───── RECORDS FOR THE EXERCISE
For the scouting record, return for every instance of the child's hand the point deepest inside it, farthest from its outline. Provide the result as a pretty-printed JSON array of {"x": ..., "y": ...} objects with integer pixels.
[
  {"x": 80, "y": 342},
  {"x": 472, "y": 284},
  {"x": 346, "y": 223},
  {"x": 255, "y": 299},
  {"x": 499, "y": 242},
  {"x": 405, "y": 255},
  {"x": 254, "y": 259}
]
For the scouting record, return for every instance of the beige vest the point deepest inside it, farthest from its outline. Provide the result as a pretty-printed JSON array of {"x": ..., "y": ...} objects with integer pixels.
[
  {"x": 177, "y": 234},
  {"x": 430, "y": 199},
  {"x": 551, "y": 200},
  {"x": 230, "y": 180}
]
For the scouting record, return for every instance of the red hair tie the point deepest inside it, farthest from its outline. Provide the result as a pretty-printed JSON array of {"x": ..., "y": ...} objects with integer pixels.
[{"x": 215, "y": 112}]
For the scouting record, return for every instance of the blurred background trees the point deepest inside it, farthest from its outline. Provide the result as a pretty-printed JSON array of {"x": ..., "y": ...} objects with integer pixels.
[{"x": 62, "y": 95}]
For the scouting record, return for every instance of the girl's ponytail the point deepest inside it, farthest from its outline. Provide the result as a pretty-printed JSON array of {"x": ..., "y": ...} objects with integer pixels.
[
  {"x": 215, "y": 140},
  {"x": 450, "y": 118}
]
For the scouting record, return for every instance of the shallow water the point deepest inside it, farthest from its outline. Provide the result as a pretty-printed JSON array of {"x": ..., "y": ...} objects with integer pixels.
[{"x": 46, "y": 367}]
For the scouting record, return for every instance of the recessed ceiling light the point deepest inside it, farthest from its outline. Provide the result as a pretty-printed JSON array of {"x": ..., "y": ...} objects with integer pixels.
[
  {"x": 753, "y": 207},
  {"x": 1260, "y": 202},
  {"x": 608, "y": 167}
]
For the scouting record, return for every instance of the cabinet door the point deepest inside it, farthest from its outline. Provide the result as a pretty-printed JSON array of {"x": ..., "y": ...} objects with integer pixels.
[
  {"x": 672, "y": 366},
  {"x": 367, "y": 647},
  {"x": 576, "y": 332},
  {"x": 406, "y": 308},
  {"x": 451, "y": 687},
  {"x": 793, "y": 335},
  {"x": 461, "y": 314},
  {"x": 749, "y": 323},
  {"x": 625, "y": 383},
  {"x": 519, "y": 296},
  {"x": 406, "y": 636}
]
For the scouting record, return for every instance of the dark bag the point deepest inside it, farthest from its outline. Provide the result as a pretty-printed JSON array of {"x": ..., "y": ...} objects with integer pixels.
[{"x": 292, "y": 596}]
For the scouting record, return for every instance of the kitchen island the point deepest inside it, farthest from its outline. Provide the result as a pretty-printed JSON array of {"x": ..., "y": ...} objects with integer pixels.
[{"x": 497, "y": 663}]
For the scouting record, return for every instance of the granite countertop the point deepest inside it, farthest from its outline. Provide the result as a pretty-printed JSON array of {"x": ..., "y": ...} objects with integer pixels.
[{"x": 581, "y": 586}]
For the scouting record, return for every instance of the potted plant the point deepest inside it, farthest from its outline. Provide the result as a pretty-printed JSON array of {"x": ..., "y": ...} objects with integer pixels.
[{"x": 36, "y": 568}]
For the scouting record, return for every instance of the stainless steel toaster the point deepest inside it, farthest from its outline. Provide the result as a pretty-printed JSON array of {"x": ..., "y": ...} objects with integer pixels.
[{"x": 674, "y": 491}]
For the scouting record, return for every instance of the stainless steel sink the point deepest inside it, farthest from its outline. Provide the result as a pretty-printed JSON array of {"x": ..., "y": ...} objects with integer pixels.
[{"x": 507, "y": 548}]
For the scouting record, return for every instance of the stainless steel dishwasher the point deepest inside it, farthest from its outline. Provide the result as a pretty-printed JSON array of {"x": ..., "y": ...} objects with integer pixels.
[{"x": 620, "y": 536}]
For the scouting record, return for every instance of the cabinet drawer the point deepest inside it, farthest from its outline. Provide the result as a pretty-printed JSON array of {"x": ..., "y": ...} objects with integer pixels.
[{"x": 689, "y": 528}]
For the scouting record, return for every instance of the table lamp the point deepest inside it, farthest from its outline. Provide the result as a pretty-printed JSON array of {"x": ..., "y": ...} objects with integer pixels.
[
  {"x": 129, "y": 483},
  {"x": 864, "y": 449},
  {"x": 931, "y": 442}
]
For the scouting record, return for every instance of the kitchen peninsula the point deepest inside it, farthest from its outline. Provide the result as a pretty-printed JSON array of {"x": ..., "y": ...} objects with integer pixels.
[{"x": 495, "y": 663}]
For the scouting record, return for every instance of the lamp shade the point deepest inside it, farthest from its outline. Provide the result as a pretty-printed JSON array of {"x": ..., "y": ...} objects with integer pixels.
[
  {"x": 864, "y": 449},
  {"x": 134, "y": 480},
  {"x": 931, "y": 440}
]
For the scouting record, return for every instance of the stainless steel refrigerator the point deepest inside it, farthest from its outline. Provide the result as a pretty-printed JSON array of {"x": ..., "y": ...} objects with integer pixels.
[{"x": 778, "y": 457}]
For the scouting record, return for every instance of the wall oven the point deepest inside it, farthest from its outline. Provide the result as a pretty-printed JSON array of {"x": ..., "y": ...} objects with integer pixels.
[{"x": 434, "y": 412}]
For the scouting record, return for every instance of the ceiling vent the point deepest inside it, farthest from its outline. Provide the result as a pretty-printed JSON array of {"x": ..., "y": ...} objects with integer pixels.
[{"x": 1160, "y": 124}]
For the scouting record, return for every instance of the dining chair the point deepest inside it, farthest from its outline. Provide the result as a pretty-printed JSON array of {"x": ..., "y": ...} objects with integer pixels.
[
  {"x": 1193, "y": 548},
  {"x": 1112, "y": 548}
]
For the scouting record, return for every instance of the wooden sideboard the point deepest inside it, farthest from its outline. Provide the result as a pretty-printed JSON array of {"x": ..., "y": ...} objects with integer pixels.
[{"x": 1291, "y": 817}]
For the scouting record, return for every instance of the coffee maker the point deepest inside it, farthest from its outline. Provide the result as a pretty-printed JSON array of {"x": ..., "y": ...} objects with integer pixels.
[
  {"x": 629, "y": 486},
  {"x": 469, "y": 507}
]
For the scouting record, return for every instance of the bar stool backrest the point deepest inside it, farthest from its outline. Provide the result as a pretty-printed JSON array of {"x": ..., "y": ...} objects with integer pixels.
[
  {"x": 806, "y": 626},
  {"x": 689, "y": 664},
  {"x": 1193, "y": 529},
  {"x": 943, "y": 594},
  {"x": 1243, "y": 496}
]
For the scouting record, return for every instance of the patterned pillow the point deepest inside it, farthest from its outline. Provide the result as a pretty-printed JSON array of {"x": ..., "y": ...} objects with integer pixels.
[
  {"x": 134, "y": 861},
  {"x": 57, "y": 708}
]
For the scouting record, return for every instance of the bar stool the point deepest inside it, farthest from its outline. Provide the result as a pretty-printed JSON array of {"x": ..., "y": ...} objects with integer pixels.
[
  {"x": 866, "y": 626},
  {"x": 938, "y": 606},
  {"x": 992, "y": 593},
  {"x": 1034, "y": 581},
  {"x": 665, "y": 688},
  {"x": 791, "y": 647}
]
──────────
- [WHAT YOU HAVE TO DO]: Give exactly the lines from the one with "of the patterned" to the end of the entries, nothing before them.

- [FINAL ANSWER]:
For the scouting record, return for every instance of the patterned pillow the point deepest inside it, farthest from its outline. Provide the result as a pretty-printed JSON array of {"x": ..., "y": ...} objects with integer pixels.
[
  {"x": 134, "y": 861},
  {"x": 57, "y": 708}
]
For the scouting record, return for every instance of the bar stool the point deepest inside it, farthest from its outline. Provide the result as a pretty-printed JSON array of {"x": ..., "y": ...} objects with integer pixels.
[
  {"x": 866, "y": 626},
  {"x": 938, "y": 606},
  {"x": 992, "y": 593},
  {"x": 1034, "y": 581},
  {"x": 665, "y": 688},
  {"x": 791, "y": 647}
]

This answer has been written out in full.